■ Task objective
Write out all of the records precisely. Skip anything that is a picture.

■ Supplied records
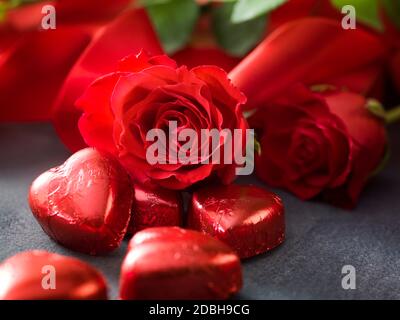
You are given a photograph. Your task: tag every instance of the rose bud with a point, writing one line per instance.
(155, 207)
(147, 93)
(249, 219)
(40, 275)
(173, 263)
(325, 143)
(129, 32)
(85, 203)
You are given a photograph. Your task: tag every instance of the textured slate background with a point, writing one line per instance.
(320, 239)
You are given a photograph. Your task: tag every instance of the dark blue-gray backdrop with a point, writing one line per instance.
(320, 239)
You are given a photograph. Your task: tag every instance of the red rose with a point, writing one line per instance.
(148, 92)
(314, 144)
(311, 51)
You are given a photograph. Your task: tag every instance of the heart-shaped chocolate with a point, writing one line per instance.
(42, 275)
(155, 207)
(249, 219)
(173, 263)
(85, 203)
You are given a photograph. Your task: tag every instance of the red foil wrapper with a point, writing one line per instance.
(40, 275)
(173, 263)
(85, 204)
(249, 219)
(155, 207)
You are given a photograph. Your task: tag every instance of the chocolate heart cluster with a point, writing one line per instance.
(90, 205)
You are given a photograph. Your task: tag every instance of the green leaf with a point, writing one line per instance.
(174, 22)
(237, 38)
(367, 11)
(392, 8)
(376, 108)
(146, 3)
(246, 10)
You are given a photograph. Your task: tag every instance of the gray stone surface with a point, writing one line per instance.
(320, 239)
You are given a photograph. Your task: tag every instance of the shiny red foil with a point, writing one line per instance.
(84, 204)
(173, 263)
(25, 277)
(249, 219)
(155, 207)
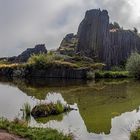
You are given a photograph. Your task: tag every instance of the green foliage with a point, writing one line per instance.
(32, 133)
(90, 75)
(117, 68)
(133, 65)
(111, 74)
(59, 107)
(135, 135)
(45, 110)
(50, 60)
(26, 111)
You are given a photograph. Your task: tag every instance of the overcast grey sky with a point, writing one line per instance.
(24, 23)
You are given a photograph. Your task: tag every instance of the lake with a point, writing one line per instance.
(106, 109)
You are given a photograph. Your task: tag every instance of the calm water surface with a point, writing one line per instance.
(107, 110)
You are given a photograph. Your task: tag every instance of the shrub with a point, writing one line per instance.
(26, 111)
(111, 74)
(45, 110)
(133, 65)
(90, 75)
(32, 133)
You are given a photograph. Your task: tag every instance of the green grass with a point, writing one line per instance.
(112, 74)
(22, 130)
(135, 135)
(45, 110)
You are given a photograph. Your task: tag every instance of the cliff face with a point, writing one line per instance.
(68, 44)
(93, 34)
(122, 44)
(102, 43)
(25, 55)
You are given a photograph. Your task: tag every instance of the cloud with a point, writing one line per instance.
(24, 23)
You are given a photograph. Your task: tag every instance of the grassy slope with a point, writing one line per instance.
(22, 130)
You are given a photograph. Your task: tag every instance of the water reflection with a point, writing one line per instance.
(107, 109)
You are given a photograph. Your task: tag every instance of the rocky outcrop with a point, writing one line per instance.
(48, 72)
(68, 44)
(93, 34)
(122, 44)
(24, 56)
(105, 42)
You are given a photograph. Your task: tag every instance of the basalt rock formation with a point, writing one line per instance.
(68, 44)
(24, 56)
(105, 42)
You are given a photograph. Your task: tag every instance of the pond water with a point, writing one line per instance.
(107, 109)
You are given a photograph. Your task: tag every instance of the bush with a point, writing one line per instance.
(20, 129)
(90, 75)
(111, 74)
(133, 65)
(26, 110)
(45, 110)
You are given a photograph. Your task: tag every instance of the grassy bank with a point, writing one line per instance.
(112, 74)
(21, 129)
(45, 110)
(135, 135)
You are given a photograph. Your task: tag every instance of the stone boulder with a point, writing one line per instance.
(105, 42)
(68, 44)
(24, 56)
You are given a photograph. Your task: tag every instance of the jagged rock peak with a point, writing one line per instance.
(93, 12)
(93, 33)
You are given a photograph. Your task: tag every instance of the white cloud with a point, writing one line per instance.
(24, 23)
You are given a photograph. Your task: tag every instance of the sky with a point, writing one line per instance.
(25, 23)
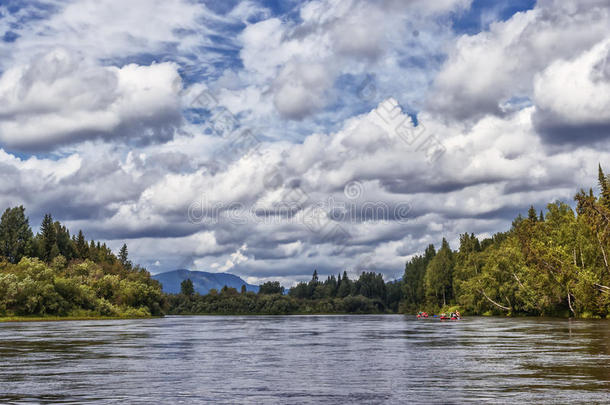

■ Response area
You are given a photograph. Your task: tag every instance of the rose bud with a point, writing one line per instance.
(155, 207)
(147, 93)
(249, 219)
(40, 275)
(173, 263)
(325, 143)
(129, 32)
(85, 203)
You are given a photograph. Your task: tag every instance of the textured slate background with a point, writing one line per instance.
(320, 239)
You are given a photograph. Your task: tag every instance of the dark blue-gray backdrop with a point, writing one line per instance.
(320, 239)
You are given a photograph. Your task: tag every instance of the red rose with a point, writing one line per instance.
(148, 92)
(314, 144)
(311, 51)
You are given a photograph. Your task: tag every instance of the heart-shaped chocolate with a point, writing one line per instance.
(42, 275)
(155, 207)
(249, 219)
(173, 263)
(85, 203)
You are given a photograph. Your task: tag every instance of the red foil wrapper with a point, writing one line per instance.
(40, 275)
(173, 263)
(85, 204)
(249, 219)
(155, 207)
You are given a photograph. Your task: tag every instance of the chocolate heart cluster with a point, writing one line per instance.
(90, 205)
You are given a photograph. Your task: tag every instance of the green leaf with a point, writing one line per instance.
(174, 22)
(237, 38)
(367, 11)
(392, 8)
(376, 108)
(146, 3)
(246, 10)
You are given a photograph. Your task: tag every instance of the gray stone surface with a point, writing one line per instance.
(320, 239)
You are given a photograph. Your task: tag every instance of the shiny red foil with a point, writing one line per instance.
(84, 204)
(173, 263)
(25, 277)
(249, 219)
(155, 207)
You are given a photograph. Your task: tag every instance of the green foliage with a point, writing one line per instance.
(32, 133)
(90, 75)
(117, 68)
(133, 65)
(111, 74)
(59, 107)
(135, 135)
(45, 110)
(50, 60)
(26, 111)
You are given a photograph. Your task: tag every instance of the overcast grey sky with a point, writing one line per instance.
(24, 23)
You are given a photograph. Your task: tag every instance of the lake with a point, writing one line per instance.
(106, 109)
You are given a photograph. Your task: tag every instance of the calm water surface with a point, writing one line per instance.
(107, 110)
You are given a photograph. Your task: tag every instance of the shrub with a point, writing one line per instance.
(26, 111)
(111, 74)
(45, 110)
(133, 65)
(90, 75)
(32, 133)
You are given a photograph. Your task: tag every instance of the green grass with a point, writing one line per instance.
(112, 74)
(22, 130)
(135, 135)
(45, 110)
You are given a photograph. Your task: tag every instance of the cliff face with a point, writing one line per instance.
(68, 44)
(93, 34)
(122, 44)
(102, 43)
(25, 55)
You are given a photograph. Your task: tag every instance of the cloud with a point, writing one line per instance.
(24, 23)
You are given a photograph. Your task: tag every instance of the grassy slope with a point, writing one line per instance.
(22, 130)
You are given a photograph. Your task: tag every instance of the water reflection with a point, writing one line per instance.
(107, 109)
You are given a photograph. Your task: tag every instance of the rocky outcrop with a point, writing one line per instance.
(48, 72)
(68, 44)
(93, 34)
(122, 44)
(24, 56)
(105, 42)
You are given a photograph. Your task: tag every instance of the basalt rock formation with a point, writing one line per instance.
(68, 44)
(24, 56)
(105, 42)
You are given a photograph. Your task: tag every instance of the pond water with a point, writing one line per instance.
(107, 109)
You are given a photograph. Your task: tag every instance of the bush with a point, writing one line per instance.
(20, 129)
(90, 75)
(111, 74)
(133, 65)
(26, 110)
(45, 110)
You are given a photograph. Your task: tag every instance of the grassy bank with a point, writing one line per instance.
(112, 74)
(21, 129)
(45, 110)
(135, 135)
You are given a photograph. Your task: tag every instance of the stone boulder with a point, writing one line per instance.
(105, 42)
(68, 44)
(24, 56)
You are given a photograph. Your task: tag every instance of the jagged rock peak with a point, writing one line per instance.
(93, 12)
(93, 33)
You are given a photograph. Your task: tag every instance of the white cloud with a point, writing one line per instance.
(24, 23)
You are given a photograph. Your task: tag every instance of the sky with a point, writing one line per instance.
(25, 23)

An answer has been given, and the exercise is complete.